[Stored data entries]
■ ■ ■ ■

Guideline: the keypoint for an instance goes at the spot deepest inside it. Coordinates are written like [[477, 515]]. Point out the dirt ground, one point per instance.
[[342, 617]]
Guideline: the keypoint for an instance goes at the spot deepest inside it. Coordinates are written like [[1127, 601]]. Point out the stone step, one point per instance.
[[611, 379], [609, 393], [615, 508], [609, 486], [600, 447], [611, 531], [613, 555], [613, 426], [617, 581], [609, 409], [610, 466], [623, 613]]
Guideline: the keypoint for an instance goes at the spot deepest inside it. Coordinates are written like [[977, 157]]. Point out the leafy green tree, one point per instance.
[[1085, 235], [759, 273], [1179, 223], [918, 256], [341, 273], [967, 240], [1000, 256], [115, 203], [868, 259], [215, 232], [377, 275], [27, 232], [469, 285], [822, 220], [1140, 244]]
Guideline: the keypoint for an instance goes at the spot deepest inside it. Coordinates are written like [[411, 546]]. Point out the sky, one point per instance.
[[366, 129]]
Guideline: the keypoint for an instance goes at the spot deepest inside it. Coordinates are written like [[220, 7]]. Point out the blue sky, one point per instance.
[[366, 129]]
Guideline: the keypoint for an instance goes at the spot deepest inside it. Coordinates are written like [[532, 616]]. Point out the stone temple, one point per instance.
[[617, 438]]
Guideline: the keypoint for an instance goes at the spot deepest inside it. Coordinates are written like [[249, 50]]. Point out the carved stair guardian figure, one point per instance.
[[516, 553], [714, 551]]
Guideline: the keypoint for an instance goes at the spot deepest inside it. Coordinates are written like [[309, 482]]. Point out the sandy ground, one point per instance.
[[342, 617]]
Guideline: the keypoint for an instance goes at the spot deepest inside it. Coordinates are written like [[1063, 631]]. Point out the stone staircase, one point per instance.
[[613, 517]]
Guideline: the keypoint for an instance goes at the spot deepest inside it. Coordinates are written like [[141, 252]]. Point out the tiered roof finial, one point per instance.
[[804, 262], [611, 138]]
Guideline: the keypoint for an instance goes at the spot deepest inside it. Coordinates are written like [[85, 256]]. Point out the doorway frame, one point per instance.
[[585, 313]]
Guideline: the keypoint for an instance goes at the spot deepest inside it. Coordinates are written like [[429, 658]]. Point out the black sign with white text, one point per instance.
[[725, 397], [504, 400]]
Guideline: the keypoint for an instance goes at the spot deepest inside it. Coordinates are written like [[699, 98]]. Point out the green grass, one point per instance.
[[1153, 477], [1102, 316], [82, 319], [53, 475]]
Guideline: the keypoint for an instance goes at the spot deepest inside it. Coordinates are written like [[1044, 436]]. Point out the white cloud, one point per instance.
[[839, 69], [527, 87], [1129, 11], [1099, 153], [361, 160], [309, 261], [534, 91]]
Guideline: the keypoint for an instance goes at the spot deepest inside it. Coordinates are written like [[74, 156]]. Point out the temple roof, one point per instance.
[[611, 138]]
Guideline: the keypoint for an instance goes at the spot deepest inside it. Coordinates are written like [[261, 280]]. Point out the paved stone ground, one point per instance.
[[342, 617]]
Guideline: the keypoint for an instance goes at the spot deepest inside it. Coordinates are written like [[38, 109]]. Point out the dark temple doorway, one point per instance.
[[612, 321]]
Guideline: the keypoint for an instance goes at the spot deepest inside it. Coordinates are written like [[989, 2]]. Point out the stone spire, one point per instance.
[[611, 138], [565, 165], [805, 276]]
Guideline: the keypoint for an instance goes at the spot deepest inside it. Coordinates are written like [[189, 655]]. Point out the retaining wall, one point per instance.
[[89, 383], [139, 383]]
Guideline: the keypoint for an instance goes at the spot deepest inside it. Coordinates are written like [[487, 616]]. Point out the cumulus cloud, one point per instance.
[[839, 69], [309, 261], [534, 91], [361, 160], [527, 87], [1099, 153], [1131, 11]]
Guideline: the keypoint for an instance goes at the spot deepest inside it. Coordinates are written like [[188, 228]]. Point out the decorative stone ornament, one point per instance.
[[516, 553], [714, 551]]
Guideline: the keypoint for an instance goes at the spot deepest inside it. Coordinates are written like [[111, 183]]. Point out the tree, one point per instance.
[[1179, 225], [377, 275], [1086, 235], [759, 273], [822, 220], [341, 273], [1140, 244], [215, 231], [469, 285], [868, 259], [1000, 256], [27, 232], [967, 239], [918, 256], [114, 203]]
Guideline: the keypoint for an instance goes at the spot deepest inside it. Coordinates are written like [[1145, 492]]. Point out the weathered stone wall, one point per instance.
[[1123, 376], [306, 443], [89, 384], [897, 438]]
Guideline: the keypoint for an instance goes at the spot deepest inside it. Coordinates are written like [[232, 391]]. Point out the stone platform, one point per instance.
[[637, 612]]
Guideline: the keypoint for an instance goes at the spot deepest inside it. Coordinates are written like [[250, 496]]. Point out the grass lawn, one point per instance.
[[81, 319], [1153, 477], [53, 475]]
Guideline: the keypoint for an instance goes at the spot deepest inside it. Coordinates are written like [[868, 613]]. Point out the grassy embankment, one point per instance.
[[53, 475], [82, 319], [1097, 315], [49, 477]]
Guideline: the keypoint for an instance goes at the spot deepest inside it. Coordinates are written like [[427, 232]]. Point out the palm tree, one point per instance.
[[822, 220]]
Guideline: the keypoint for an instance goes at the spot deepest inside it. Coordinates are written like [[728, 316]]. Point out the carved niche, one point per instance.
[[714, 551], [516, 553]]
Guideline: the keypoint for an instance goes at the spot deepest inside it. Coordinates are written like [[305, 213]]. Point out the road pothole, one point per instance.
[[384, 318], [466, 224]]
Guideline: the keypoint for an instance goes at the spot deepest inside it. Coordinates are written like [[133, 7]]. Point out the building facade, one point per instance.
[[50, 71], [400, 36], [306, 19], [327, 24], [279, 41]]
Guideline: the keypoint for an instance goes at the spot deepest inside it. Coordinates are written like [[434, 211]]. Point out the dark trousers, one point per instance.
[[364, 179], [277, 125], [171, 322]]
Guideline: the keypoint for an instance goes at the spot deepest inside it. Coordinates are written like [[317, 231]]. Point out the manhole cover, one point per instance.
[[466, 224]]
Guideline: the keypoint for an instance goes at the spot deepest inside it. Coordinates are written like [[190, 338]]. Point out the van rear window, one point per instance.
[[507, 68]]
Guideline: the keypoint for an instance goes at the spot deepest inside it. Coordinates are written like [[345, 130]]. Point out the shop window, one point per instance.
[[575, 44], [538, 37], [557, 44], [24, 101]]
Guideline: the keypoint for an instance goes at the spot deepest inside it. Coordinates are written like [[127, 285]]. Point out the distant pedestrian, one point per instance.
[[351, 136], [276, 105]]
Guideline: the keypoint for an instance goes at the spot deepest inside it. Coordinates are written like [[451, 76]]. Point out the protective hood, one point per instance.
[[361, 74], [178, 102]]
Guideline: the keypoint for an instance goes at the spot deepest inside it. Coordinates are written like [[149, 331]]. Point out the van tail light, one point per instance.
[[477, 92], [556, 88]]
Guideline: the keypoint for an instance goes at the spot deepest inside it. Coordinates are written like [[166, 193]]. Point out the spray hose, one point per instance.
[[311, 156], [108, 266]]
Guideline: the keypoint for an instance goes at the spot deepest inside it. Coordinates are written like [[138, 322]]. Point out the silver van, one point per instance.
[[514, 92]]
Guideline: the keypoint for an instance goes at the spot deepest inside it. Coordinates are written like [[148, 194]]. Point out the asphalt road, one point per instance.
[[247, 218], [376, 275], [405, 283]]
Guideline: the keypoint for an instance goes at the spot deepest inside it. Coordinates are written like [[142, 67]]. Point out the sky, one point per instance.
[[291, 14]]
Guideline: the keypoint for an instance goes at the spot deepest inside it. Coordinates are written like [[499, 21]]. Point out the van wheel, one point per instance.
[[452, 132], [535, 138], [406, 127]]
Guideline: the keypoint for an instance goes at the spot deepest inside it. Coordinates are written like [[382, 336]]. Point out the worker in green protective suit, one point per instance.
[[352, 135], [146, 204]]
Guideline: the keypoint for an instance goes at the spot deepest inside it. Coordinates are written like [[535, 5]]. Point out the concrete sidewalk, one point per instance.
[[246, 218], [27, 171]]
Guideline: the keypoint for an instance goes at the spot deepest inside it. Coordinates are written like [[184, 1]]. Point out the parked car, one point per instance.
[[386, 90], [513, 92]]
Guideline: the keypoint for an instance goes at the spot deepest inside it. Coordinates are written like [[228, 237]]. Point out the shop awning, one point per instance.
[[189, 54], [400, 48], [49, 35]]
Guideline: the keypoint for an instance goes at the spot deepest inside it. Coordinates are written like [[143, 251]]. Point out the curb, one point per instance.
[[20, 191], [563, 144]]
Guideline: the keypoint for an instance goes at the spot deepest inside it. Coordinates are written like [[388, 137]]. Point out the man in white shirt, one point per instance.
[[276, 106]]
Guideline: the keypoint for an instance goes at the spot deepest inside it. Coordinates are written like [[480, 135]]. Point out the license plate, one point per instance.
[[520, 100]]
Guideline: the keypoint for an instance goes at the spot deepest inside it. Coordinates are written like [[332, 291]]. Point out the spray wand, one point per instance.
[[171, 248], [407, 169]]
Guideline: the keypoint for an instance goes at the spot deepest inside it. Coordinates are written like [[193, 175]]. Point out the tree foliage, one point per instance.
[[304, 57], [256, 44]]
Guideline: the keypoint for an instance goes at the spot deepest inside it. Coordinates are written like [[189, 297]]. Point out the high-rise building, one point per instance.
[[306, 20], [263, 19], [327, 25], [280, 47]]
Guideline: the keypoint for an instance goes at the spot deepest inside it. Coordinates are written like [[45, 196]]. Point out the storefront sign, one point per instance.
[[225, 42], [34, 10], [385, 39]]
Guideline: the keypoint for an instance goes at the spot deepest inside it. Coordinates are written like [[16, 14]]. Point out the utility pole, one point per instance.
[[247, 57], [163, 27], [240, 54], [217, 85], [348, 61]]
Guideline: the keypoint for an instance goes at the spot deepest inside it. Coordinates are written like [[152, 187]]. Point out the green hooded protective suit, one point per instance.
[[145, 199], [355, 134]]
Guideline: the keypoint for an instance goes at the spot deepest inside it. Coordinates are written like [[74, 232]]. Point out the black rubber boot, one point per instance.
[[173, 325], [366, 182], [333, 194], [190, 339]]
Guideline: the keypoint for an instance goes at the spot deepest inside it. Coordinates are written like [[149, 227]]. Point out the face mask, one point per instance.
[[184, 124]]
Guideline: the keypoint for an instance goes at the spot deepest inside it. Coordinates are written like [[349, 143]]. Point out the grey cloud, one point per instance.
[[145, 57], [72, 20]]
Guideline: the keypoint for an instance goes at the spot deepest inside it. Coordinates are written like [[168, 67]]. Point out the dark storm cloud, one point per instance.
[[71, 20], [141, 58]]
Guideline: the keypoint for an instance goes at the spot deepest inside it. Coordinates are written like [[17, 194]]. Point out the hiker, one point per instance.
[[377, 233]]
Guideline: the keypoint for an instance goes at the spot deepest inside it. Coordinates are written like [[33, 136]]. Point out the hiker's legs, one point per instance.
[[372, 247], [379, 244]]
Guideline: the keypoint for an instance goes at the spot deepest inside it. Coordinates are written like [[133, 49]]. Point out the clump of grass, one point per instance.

■ ■ ■ ■

- [WORK REQUIRED] Look above for the line containing "hooded protective suit, one point per instance.", then transcribe it and all lines after it through the last, exactly and with nothing else.

- [RESPONSE FOR THIS EXERCISE]
Guideline: the keypoint for an instance goes at the spot deepest inside it. Coordinates are written like [[152, 187]]. Point out the green hooded protective suit, one point per instance.
[[145, 199], [355, 134]]
Guideline: the keypoint for an instance goes at the spot deepest inside it. Coordinates are written like [[74, 232]]. Point out the black rubber boot, one point per instance.
[[173, 325], [366, 182], [333, 194], [190, 339]]
Guideline: the keypoint for an instance goes at the spot deepest inside it. Coordinates are written like [[149, 227]]. Point out the face mask, one point per instance.
[[184, 124]]
Guideline: the keypoint for an instance goes at the spot deepest inside it. Coordinates are written like [[349, 143]]. Point out the grey cloud, one point per instance.
[[145, 57], [72, 20]]
Guideline: the keypoint for an instance goes at the spot deepest inside it. Coordinates are written like [[168, 67]]. Point out the dark storm cloud, one point per instance.
[[71, 20], [141, 58]]
Guideline: the keypoint for an instance goes at the spot deepest inside it. Coordinates are written like [[17, 194]]. Point out the hiker, one point per instance.
[[377, 233]]
Guideline: the keypoint for an instance goes at the spot deepest inside it. Coordinates are written like [[33, 136]]. Point out the hiker's legs, one point per instance.
[[372, 247], [379, 244]]
Guideline: the keypoint for an instance goes at the spot deepest inside it. Coordinates are written like [[133, 49]]. Point out the clump of grass, one point per instance.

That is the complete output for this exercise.